→ **Given problem**
Reproduce each of the following lines exactly, omitting the pictures from your answer.

(Pointing dataset lines)
++++

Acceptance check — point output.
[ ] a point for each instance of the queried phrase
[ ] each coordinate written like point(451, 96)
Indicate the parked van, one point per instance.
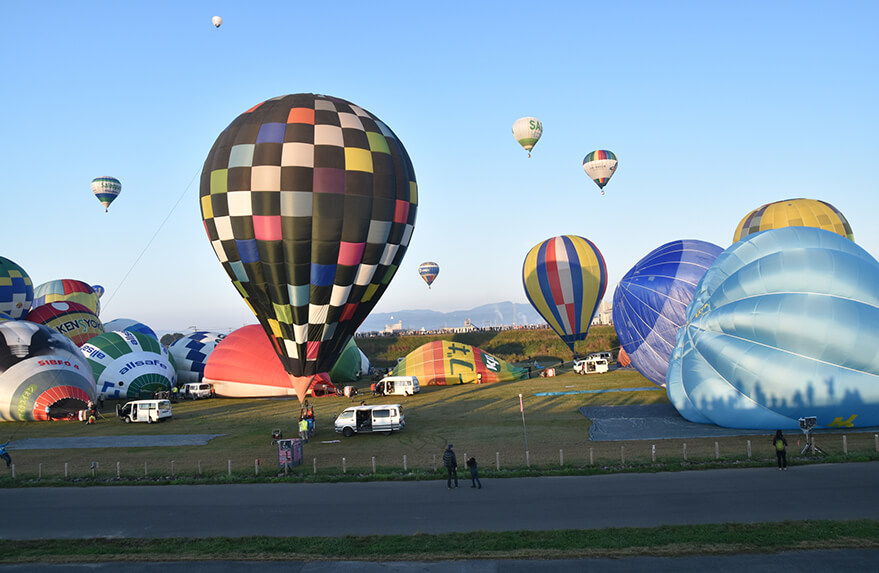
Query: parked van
point(196, 390)
point(148, 411)
point(359, 419)
point(397, 385)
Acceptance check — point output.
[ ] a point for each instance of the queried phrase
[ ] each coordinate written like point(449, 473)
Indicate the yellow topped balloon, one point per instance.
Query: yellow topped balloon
point(794, 213)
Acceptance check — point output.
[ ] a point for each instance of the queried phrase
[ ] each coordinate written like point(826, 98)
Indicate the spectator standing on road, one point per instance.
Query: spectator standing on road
point(780, 450)
point(4, 454)
point(451, 463)
point(474, 473)
point(303, 430)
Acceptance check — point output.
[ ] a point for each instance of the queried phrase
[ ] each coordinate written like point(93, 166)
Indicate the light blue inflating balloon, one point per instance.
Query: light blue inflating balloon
point(784, 325)
point(650, 302)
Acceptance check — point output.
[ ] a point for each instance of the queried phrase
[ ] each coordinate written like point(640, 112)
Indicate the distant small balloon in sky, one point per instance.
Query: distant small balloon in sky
point(527, 131)
point(600, 165)
point(428, 272)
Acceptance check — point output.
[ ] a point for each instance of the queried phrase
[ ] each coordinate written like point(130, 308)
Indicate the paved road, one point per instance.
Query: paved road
point(827, 491)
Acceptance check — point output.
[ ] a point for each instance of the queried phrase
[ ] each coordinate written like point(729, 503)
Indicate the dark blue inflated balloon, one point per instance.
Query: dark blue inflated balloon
point(650, 302)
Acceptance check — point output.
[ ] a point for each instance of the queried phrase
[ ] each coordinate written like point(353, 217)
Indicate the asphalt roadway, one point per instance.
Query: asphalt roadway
point(821, 491)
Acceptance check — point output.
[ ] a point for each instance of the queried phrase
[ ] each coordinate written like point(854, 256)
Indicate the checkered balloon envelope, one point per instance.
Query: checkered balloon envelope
point(309, 202)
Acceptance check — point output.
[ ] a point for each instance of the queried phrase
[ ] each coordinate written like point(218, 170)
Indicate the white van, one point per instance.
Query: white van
point(359, 419)
point(397, 385)
point(195, 390)
point(148, 411)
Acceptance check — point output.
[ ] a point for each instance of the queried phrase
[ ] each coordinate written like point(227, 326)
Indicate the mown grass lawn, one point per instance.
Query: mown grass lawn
point(482, 421)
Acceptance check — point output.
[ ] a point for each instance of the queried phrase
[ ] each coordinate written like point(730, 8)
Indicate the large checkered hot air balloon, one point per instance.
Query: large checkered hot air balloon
point(565, 278)
point(600, 165)
point(309, 202)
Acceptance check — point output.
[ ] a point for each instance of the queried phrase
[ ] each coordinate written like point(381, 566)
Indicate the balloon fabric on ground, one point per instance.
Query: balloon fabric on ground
point(309, 202)
point(351, 365)
point(794, 213)
point(650, 302)
point(784, 325)
point(442, 362)
point(16, 289)
point(565, 278)
point(70, 290)
point(244, 365)
point(129, 365)
point(40, 368)
point(191, 352)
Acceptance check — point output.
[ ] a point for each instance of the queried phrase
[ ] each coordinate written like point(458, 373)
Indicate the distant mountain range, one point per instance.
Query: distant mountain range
point(495, 314)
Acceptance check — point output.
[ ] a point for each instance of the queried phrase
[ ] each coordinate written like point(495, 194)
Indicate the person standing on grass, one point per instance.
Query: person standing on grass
point(4, 454)
point(780, 450)
point(474, 473)
point(451, 463)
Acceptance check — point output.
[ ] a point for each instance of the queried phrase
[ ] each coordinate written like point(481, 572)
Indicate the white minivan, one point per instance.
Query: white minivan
point(148, 411)
point(397, 385)
point(359, 419)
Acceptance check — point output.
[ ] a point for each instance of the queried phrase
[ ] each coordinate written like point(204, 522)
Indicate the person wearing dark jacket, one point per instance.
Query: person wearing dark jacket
point(474, 473)
point(780, 450)
point(451, 463)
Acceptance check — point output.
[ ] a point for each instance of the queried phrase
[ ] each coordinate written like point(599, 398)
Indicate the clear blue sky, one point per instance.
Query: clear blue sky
point(712, 108)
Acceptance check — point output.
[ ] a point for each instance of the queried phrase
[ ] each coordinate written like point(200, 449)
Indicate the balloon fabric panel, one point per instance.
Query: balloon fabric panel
point(782, 326)
point(650, 302)
point(565, 279)
point(16, 289)
point(443, 362)
point(794, 213)
point(310, 203)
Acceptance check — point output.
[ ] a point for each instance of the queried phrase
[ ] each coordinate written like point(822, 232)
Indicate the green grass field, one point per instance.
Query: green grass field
point(482, 421)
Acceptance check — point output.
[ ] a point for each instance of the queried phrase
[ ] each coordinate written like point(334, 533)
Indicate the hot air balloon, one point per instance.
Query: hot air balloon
point(650, 302)
point(245, 365)
point(527, 131)
point(428, 272)
point(70, 290)
point(309, 202)
point(71, 319)
point(565, 278)
point(191, 353)
point(784, 325)
point(106, 189)
point(600, 165)
point(16, 289)
point(794, 213)
point(443, 362)
point(129, 365)
point(40, 368)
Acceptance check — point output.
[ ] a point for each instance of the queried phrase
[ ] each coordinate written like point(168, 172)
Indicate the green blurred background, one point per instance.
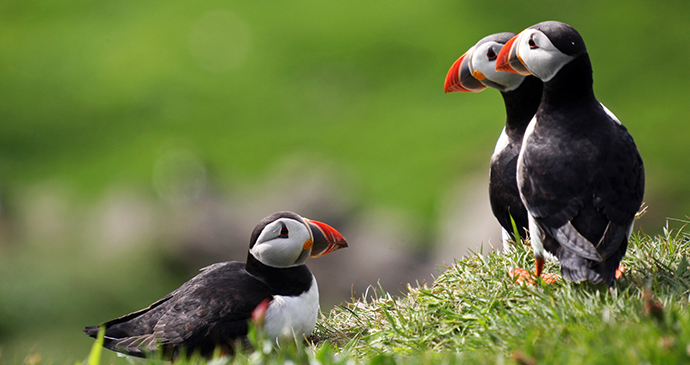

++++

→ **The completed task**
Acceptance check — point output.
[ ] a point for each instance of the queried phrase
[ ] each coordinate written like point(451, 96)
Indicate the parked van, one point per instance.
Query: parked van
point(196, 390)
point(148, 411)
point(359, 419)
point(397, 385)
Acceptance check — point output.
[ ] a point for each instance of the queried phrase
[ ] each coordinate written like point(449, 473)
Indicate the yellow topped balloon, one point per instance.
Query: yellow topped balloon
point(794, 213)
Acceptance check — point output.
[ ] a point for each instance of the queried phrase
[ ] each coordinate written like point(826, 98)
Indicate the spectator standing on road, one point per instance.
Query: spectator standing on road
point(780, 450)
point(4, 454)
point(451, 463)
point(474, 473)
point(303, 430)
Acceptance check — point output.
[ ] a point for each instance of the queried phrase
[ ] each coordinate written like point(93, 166)
Indicate the light blue inflating balloon, one point per instance.
Query: light blue inflating balloon
point(784, 325)
point(650, 302)
Acceptance check — point output.
[ ] a point for each instance of the queried phrase
[ ] each coordinate written like point(640, 112)
Indicate the distant small balloon in sky, one point per instance.
Query: distant small balloon in sky
point(527, 131)
point(600, 165)
point(428, 272)
Acceptance check — point output.
[ ] a point for each instance of the queried phrase
[ ] each coordinate written like point(130, 308)
Indicate the paved road, one point per instance.
Query: paved road
point(827, 491)
Acceptance check — point output.
[ ] a point for each instance of the queried phrase
[ ] each coordinate written like point(729, 503)
Indicate the dark blue inflated balloon, one point per instance.
Query: dark blue inflated balloon
point(650, 302)
Acceptance check — point output.
[ ] a point for each instance of the queried phrase
[ ] each coordinate written like point(353, 217)
Indicate the asphalt roadway, one point per instance.
Query: asphalt roadway
point(821, 491)
Acceptance check — point output.
[ ] a point for each instance of the queried phrase
[ ] each coordinate written like point(854, 256)
Indicate the checkered balloon envelope, one point per instance.
Query: checkered balloon envelope
point(309, 202)
Acceptance check — point output.
[ ] a point for each instance of the queried phrase
[ ] each coordinate written like point(218, 170)
Indicate the white van, one point per instance.
Query: white van
point(359, 419)
point(397, 385)
point(195, 390)
point(148, 411)
Acceptance check — point output.
[ ] a point for each instance of the queried phrase
[ ] each coordinate written like point(227, 326)
Indicate the mown grass lawn, one point per instance.
Query: mown grass lawn
point(482, 421)
Acceptance check — point output.
[ ] a point for each instance of the queried phrase
[ ] each coordinate written like point(730, 8)
Indicate the large checkered hot air balloon, one point per instance.
Query: large checkered hot air balloon
point(565, 278)
point(600, 165)
point(309, 202)
Acceptance check — point output.
[ ] a point for each instance of the queried phrase
[ ] each coordinate written like point(381, 566)
Indicate the balloon fabric on ground, one point per instance.
Query: balloon fabric on ground
point(309, 202)
point(351, 365)
point(794, 213)
point(650, 302)
point(784, 325)
point(442, 362)
point(16, 289)
point(565, 278)
point(70, 290)
point(244, 365)
point(129, 365)
point(40, 368)
point(191, 352)
Acceptance check — point output.
[ ] a point for each instance of the queried phrase
[ ] each coordinate written like point(458, 373)
Indicate the distant mountain range, one point per instance.
Query: distant mountain range
point(495, 314)
Acceptance check — point output.
[ ] a point for each instance of the queried phrase
[ ] each coordinate written like point(495, 194)
Indicate the person standing on grass, one point per instance.
Query: person standing on grass
point(4, 454)
point(780, 450)
point(474, 473)
point(451, 463)
Acceptance check — point output.
[ ] a point for each instance of the queried phrase
[ ] each coordinate written like point(481, 572)
Indicate the white minivan, one point per instance.
Query: white minivan
point(148, 411)
point(397, 385)
point(359, 419)
Acceptance check — point output.
[ ] a point for each instance of the queried phrase
[ ] each coordinate written like point(204, 522)
Indicate the person wearing dark jacket, one point per instance.
Query: person wearing dark jacket
point(474, 473)
point(780, 450)
point(451, 463)
Acceptance check — point output.
[ ] a point for each instance of the queried phrase
[ ] each coordinate written like point(599, 398)
Indicate the clear blue sky, one point per instance.
Query: clear blue sky
point(712, 108)
Acceptance check — point output.
[ ] a point for each instance of the queried phrase
[ ] each coordinate written like point(200, 449)
Indicate the balloon fabric panel, one point per instance.
Query: balloon fabric panel
point(782, 326)
point(650, 302)
point(565, 279)
point(16, 289)
point(443, 362)
point(794, 213)
point(310, 203)
Acceptance check — point output.
[ ] a point for each instance of the queried phrase
[ ] each coordinate written like point(822, 232)
Indicate the green grass field, one point per instance.
Query: green grass field
point(482, 421)
Acceptance check — point output.
[ ] a point for each instance of the queried phrase
[ ] each coordinate written like point(334, 533)
Indicate the hot air balloon, one point per instance.
Query: hot air balloon
point(650, 302)
point(245, 365)
point(527, 131)
point(428, 272)
point(70, 290)
point(309, 202)
point(71, 319)
point(565, 278)
point(191, 353)
point(784, 325)
point(106, 189)
point(600, 165)
point(16, 289)
point(794, 213)
point(443, 362)
point(129, 365)
point(40, 368)
Acceptance check — point output.
[ ] a point for each instance of the queried phrase
[ ] each coordinate written like point(168, 172)
Indicate the green blurred background, one point per instance.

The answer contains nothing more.